Recorded information START

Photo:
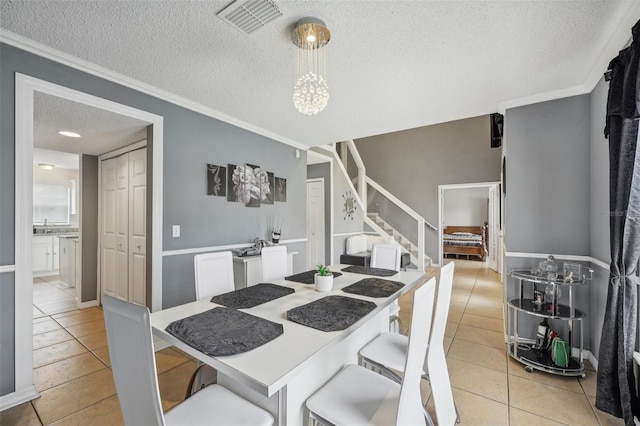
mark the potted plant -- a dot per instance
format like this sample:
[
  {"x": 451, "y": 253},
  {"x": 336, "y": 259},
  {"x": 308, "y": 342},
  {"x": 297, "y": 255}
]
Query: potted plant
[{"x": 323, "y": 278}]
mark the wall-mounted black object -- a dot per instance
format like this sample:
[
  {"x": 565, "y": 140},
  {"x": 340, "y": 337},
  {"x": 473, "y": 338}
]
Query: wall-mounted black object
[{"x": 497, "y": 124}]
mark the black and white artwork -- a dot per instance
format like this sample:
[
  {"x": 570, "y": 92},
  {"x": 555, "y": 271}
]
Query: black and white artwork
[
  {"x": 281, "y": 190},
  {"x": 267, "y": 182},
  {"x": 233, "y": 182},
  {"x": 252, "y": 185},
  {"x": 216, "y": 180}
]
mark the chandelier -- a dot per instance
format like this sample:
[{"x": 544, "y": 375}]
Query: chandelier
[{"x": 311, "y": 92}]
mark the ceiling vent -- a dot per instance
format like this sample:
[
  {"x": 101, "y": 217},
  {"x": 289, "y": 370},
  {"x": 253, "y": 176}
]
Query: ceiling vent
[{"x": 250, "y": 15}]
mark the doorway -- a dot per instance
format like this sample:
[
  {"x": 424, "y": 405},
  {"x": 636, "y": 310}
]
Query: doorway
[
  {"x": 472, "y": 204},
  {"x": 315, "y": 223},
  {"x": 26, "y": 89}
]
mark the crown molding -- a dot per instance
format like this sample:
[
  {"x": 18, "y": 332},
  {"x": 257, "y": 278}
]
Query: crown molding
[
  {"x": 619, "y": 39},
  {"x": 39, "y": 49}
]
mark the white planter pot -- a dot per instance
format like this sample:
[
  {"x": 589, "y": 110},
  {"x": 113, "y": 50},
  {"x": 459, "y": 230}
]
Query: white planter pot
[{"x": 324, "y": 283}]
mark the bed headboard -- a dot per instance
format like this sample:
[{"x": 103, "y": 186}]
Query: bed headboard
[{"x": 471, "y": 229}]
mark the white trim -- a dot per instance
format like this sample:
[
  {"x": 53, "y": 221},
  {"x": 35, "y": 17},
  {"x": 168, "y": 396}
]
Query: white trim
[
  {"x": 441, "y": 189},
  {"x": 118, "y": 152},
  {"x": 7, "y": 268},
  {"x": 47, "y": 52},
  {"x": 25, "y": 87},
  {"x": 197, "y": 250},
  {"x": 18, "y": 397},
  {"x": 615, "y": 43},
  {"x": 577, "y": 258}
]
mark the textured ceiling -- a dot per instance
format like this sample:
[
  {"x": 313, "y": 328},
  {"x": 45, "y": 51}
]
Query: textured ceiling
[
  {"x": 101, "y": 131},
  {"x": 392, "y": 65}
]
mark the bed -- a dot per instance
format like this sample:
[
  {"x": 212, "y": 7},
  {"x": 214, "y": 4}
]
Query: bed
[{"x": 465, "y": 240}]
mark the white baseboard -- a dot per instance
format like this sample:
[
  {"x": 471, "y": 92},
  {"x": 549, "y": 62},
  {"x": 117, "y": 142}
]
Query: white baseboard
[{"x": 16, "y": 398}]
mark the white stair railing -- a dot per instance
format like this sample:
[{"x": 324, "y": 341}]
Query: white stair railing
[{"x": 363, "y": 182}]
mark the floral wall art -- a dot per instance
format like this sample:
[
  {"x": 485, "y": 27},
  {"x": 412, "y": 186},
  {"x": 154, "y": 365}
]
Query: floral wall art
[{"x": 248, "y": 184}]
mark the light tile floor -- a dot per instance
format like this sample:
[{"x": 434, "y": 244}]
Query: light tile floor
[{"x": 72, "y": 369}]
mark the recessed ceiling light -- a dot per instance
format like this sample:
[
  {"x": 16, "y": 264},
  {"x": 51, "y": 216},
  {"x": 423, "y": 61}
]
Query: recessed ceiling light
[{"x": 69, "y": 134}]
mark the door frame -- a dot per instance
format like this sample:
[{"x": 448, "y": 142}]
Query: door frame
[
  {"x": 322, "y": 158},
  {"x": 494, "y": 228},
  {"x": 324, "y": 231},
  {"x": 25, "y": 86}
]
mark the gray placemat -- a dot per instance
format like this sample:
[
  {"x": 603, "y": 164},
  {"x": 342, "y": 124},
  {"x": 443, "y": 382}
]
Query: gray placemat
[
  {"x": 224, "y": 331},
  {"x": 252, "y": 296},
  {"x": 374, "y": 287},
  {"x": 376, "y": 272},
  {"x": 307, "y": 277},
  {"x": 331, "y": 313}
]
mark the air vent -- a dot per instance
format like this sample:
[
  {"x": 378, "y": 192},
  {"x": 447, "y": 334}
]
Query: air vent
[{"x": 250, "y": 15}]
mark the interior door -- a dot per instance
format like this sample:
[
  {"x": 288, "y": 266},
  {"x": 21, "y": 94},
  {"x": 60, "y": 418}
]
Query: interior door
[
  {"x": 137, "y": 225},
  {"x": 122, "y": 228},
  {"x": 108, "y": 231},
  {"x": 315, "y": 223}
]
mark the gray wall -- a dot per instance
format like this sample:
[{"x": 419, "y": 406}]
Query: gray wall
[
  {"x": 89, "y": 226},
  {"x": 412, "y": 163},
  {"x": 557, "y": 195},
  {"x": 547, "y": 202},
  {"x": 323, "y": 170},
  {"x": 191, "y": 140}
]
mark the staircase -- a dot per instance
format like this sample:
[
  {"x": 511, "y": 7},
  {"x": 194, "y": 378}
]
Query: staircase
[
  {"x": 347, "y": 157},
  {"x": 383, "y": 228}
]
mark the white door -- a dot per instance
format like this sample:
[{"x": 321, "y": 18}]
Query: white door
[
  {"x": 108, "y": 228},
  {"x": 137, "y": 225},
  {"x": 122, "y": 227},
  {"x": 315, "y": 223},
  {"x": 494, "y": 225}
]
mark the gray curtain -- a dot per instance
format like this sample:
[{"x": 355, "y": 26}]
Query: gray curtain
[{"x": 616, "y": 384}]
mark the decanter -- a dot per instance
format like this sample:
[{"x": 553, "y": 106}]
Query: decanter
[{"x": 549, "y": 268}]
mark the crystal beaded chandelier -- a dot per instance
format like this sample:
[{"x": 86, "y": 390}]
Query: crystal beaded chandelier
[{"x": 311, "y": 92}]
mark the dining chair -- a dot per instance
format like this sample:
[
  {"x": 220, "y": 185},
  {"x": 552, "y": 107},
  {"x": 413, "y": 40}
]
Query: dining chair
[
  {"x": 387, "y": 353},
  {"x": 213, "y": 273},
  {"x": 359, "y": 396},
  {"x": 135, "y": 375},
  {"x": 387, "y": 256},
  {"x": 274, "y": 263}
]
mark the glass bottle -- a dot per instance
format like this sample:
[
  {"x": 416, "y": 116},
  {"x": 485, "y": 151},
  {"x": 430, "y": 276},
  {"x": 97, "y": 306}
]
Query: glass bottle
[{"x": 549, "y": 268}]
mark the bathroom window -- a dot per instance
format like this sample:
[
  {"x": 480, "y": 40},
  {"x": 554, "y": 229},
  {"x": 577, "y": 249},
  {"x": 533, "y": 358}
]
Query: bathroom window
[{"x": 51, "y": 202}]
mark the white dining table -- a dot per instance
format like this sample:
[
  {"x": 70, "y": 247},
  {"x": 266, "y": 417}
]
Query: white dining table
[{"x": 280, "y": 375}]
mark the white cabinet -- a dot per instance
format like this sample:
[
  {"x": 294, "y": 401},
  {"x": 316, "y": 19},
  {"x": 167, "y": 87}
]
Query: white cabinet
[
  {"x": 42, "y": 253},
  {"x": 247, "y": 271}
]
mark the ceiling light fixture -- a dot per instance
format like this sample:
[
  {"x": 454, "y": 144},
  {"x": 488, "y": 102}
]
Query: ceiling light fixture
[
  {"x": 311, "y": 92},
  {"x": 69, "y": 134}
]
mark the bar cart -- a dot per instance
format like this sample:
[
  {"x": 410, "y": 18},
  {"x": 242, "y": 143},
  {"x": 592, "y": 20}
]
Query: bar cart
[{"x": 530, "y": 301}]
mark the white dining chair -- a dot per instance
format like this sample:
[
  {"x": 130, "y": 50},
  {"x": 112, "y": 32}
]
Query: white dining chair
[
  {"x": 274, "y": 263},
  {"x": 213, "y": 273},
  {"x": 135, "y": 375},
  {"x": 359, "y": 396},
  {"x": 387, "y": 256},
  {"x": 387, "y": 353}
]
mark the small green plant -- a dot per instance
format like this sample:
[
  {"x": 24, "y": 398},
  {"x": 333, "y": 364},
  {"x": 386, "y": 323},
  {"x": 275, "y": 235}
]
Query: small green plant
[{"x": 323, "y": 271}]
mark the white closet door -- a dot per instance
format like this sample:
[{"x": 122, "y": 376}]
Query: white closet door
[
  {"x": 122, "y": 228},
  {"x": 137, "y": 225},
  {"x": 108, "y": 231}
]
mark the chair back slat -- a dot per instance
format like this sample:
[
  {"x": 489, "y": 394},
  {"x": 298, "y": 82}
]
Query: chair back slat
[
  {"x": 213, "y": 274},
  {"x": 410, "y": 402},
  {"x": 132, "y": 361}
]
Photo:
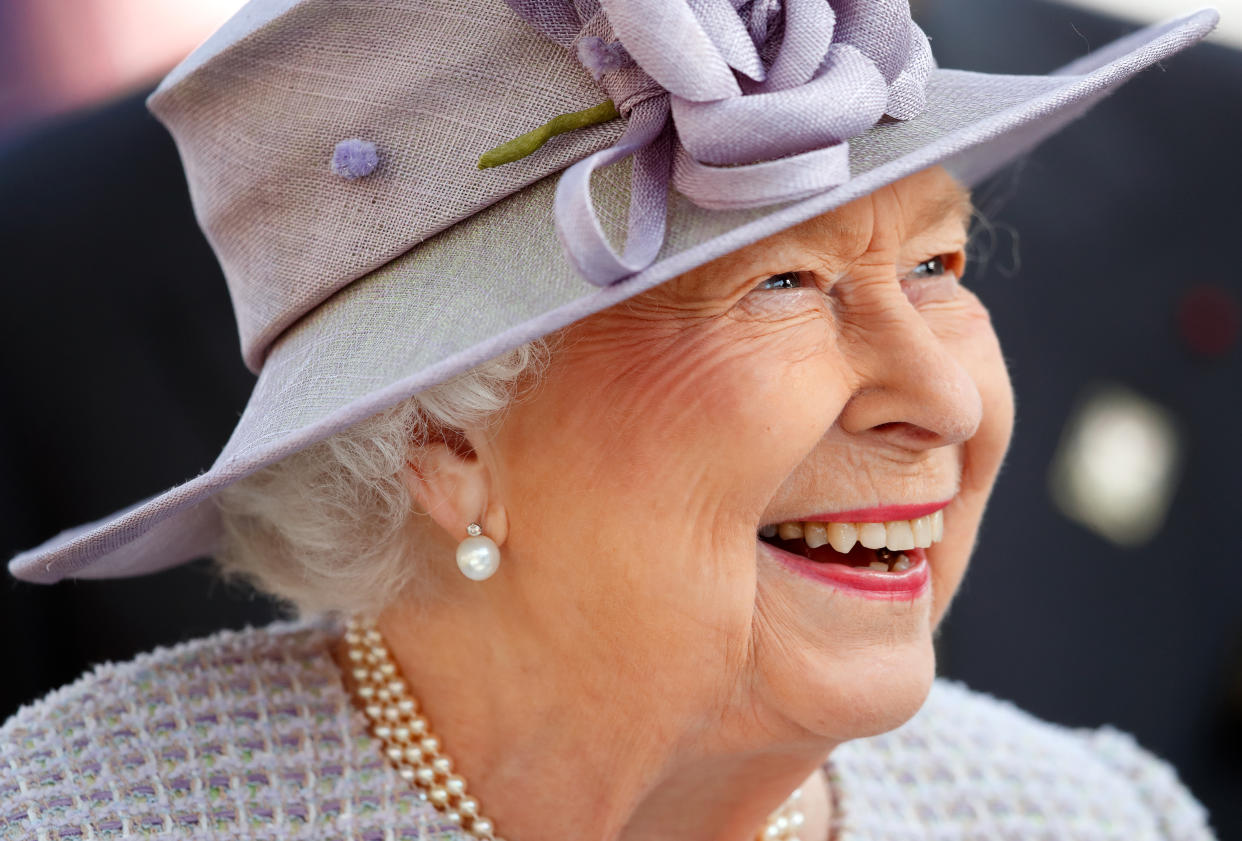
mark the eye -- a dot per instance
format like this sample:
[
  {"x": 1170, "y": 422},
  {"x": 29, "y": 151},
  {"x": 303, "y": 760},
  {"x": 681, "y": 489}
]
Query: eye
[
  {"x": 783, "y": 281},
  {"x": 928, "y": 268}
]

Recorded information END

◆ **Task statement**:
Reproduce the records exactly, starting with their first line and ending with the line that contains "mark the ceiling vent -- a dot per instance", though pictures should be dropped.

◆ **Answer to the problem**:
Photo:
mark the potted plant -- a dot per instance
format like this sample:
[
  {"x": 451, "y": 253},
  {"x": 336, "y": 259},
  {"x": 308, "y": 342},
  {"x": 297, "y": 255}
]
Query: potted plant
[{"x": 323, "y": 278}]
mark the wall-mounted black object -- a dot per instance
format like this sample:
[
  {"x": 565, "y": 140},
  {"x": 340, "y": 337},
  {"x": 473, "y": 338}
]
Query: wall-mounted black object
[{"x": 497, "y": 124}]
mark the black and white artwork -- a dot per instance
format like this sample:
[
  {"x": 570, "y": 92},
  {"x": 555, "y": 271}
]
Query: black and white artwork
[
  {"x": 281, "y": 190},
  {"x": 267, "y": 182},
  {"x": 233, "y": 182},
  {"x": 252, "y": 185},
  {"x": 216, "y": 180}
]
mark the chandelier -- a dot per instance
format like this sample:
[{"x": 544, "y": 375}]
Query: chandelier
[{"x": 311, "y": 92}]
mark the ceiling vent -- a dot per instance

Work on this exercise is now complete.